### DEINE ANWEISUNGEN
Wandle die Datensätze, beginnend mit der Zeile, die „Diagnostic imaging module: highlight the white building“ enthält, und endend mit der Zeile, die „(200, 152), (229, 199)“ enthält, in eine Markdown-Tabelle mit den Spalten „Nummer“ und „Inhalt“ um. Jede Zeile bekommt dabei eine fortlaufende Nummer, und leere Zeilen lässt du weg.

_ _ _ _

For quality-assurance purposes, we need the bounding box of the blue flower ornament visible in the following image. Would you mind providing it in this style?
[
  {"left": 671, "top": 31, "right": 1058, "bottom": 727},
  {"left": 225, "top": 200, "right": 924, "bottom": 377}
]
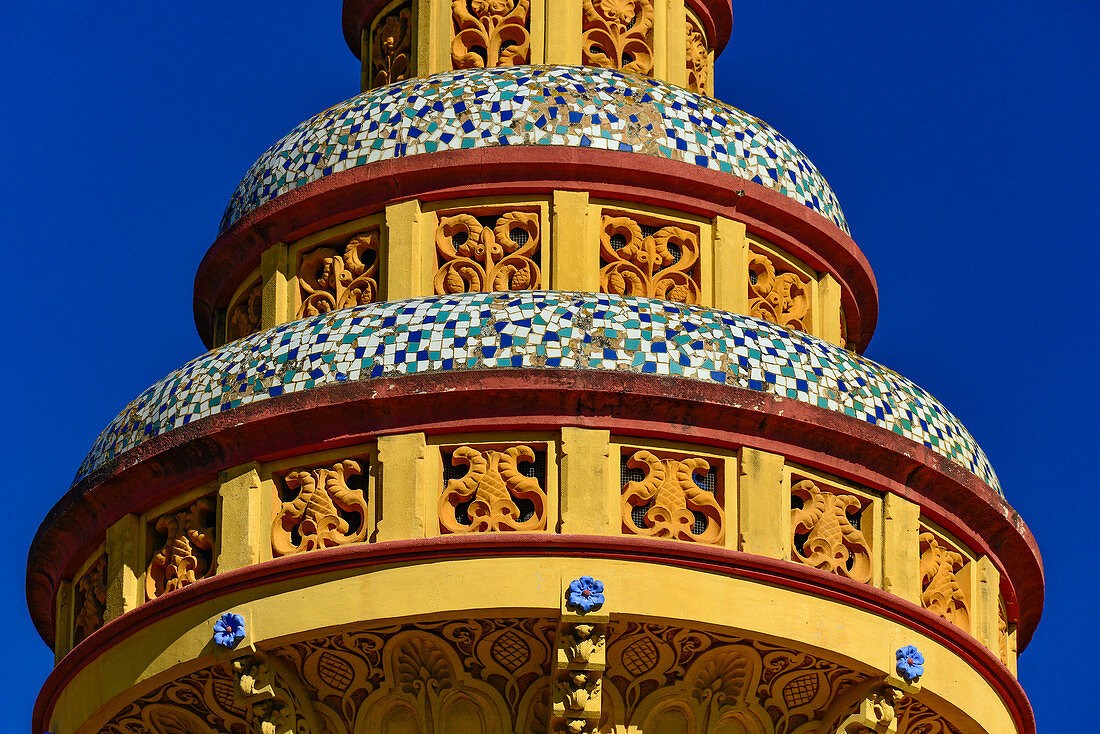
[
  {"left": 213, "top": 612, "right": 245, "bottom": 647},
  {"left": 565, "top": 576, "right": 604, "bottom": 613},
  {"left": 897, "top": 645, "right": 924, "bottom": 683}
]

_ _ _ _

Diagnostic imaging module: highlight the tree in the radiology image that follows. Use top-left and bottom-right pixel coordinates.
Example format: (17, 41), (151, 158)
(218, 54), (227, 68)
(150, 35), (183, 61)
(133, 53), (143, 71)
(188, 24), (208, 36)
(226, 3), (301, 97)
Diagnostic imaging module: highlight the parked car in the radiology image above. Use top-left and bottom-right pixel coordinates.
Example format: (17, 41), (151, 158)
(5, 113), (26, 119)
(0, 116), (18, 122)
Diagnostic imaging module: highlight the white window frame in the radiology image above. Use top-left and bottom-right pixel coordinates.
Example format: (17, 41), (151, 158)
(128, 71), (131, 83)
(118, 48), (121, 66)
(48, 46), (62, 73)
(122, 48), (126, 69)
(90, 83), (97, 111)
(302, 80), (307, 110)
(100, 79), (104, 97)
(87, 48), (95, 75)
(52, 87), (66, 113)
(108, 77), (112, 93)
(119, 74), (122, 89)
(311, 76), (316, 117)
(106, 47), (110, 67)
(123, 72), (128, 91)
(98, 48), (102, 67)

_ _ _ _

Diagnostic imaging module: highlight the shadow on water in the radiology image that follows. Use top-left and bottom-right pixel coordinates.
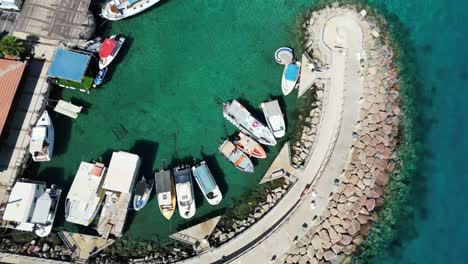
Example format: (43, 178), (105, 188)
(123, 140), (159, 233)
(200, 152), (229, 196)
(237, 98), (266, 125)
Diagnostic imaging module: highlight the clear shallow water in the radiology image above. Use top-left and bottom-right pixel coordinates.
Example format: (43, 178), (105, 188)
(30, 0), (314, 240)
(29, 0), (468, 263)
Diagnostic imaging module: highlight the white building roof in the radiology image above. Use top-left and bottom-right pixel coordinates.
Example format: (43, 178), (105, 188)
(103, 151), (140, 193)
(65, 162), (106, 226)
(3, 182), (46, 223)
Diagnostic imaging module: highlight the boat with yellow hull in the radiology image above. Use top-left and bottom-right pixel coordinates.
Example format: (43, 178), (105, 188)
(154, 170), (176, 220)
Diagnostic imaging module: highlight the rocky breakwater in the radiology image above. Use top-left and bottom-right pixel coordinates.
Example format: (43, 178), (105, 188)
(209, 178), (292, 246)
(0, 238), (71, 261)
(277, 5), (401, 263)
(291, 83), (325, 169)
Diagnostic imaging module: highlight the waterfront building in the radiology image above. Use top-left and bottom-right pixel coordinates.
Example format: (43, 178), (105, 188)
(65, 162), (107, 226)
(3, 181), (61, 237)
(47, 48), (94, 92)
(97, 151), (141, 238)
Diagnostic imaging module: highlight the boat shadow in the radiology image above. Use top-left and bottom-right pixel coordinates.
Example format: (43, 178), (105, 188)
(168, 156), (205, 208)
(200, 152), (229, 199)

_ _ _ _

### RICHTIGE ANTWORT
| Nummer | Inhalt |
|---|---|
| 1 | Diagnostic imaging module: highlight the white building roof in the radiology image above. Use top-left and bottom-right pixel coordinates. |
| 2 | Example format: (43, 178), (105, 188) |
| 3 | (103, 151), (140, 193) |
| 4 | (65, 162), (106, 226) |
| 5 | (3, 182), (46, 223) |
| 6 | Diagnostic imaging module: highlight the boat with yellow hull in the radiology image above. Use top-left and bottom-right pixel coordinates. |
| 7 | Example format: (43, 178), (105, 188) |
| 8 | (154, 170), (176, 220) |
| 9 | Diagnostic imaging module: highlight the rocky breakwater in the radiology image above. Use top-left and bottom-right pixel coordinates. |
| 10 | Example format: (43, 178), (105, 188) |
| 11 | (209, 178), (292, 246) |
| 12 | (0, 238), (71, 261) |
| 13 | (277, 5), (401, 263) |
| 14 | (291, 83), (325, 169) |
| 15 | Diagnostic imaging module: highlight the waterfront building in the radiology image above. Use top-left and bottom-right pixel coordinates. |
| 16 | Example format: (43, 178), (105, 188) |
| 17 | (65, 162), (107, 226) |
| 18 | (3, 181), (61, 237) |
| 19 | (47, 48), (94, 92) |
| 20 | (97, 151), (141, 238) |
| 21 | Diagnostic imaging module: highlight the boat shadow in the radiology image above. Use top-left and bottom-right pixel coordinates. |
| 22 | Example format: (43, 178), (105, 188) |
| 23 | (168, 156), (205, 208) |
| 24 | (200, 152), (229, 199) |